- [BACAAN]:
Situasi ini juga masih terasa getaran kegembiraan di saat merayakan minggu palma. Umat yang membanjiri gereja Gregorius terus melambaikan daun-daun palma yang ada di tangannya untuk mengingat kembali peristiwa lampau yang penuh makna. Perayaan misa yang dihadiri oleh ribuan umat ini semakin memarakkan suasana bahkan menghadirkan masa lampau (mengkinikan masa lampau) untuk mengantar umat mendalami kisah-kisah sengsara yang dijalani oleh Yesus.

- [DATA SUMBER]:

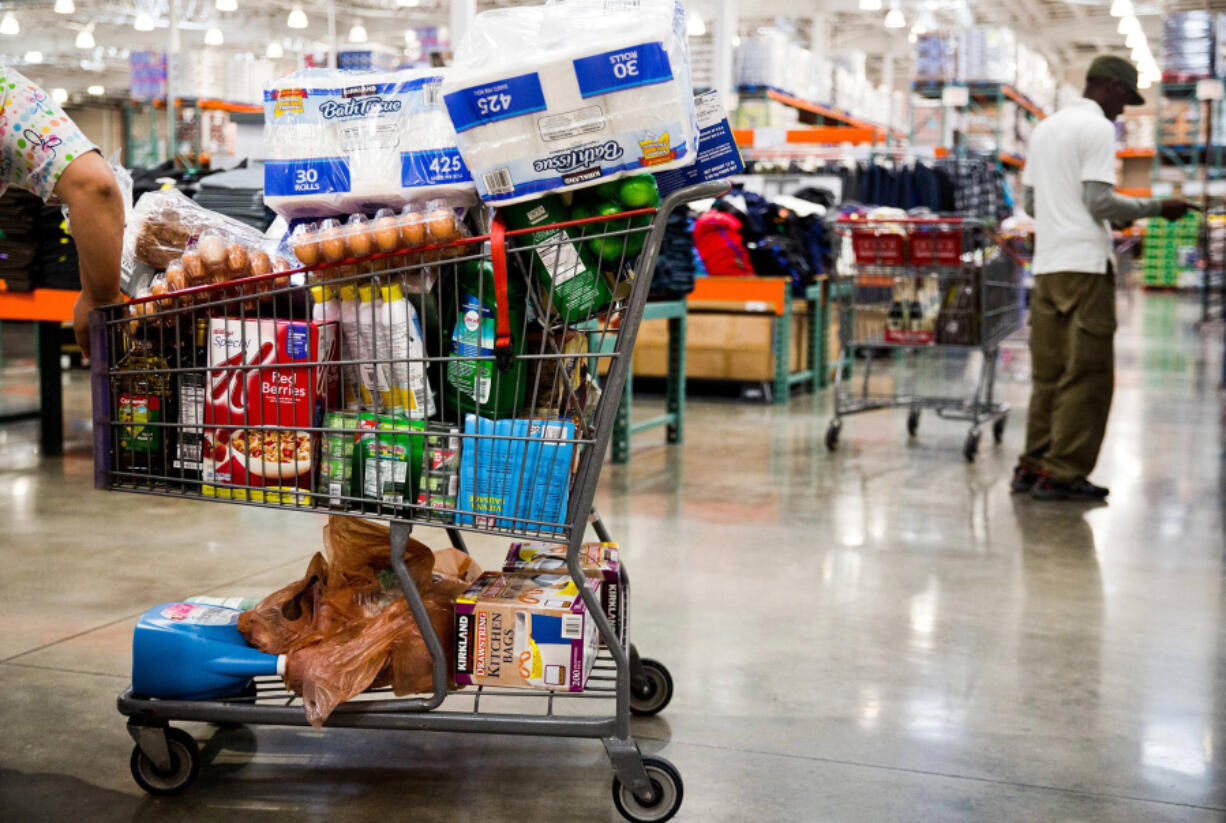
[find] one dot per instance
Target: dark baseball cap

- [TUGAS ANDA]:
**A.** Salin kembali bagian bacaan dari "Situasi ini juga" sampai "dijalani oleh Yesus.", lalu ganti "ribuan" dengan "ratusan".
**B.** Jawab pertanyaan berikut berdasarkan bacaan tentang Minggu Palma.
(i) Di gereja mana umat berkumpul?
(ii) Apa yang terus dilambaikan umat?
(iii) Berapa banyak umat yang menghadiri perayaan misa?
**C.** Tentukan apakah setiap pernyataan di bawah ini sesuai dengan bacaan, lalu kutip kata-kata bacaan yang menjadi dasarnya.
(i) Umat melambaikan daun palma untuk mengingat peristiwa masa lalu.
(ii) Perayaan misa itu dihadiri oleh puluhan umat.
(iii) Perayaan itu mengantar umat mendalami kisah kebangkitan Yesus.

- [KUNCI JAWABAN]:
**A.**
Situasi ini juga masih terasa getaran kegembiraan di saat merayakan minggu palma. Umat yang membanjiri gereja Gregorius terus melambaikan daun-daun palma yang ada di tangannya untuk mengingat kembali peristiwa lampau yang penuh makna. Perayaan misa yang dihadiri oleh ratusan umat ini semakin memarakkan suasana bahkan menghadirkan masa lampau (mengkinikan masa lampau) untuk mengantar umat mendalami kisah-kisah sengsara yang dijalani oleh Yesus.

**B.**
(i) Di gereja Gregorius.
(ii) Daun-daun palma yang ada di tangan mereka.
(iii) Ribuan umat.

**C.**
(i) Ya: "untuk mengingat kembali peristiwa lampau yang penuh makna".
(ii) Tidak: "dihadiri oleh ribuan umat".
(iii) Tidak: "mendalami kisah-kisah sengsara yang dijalani oleh Yesus".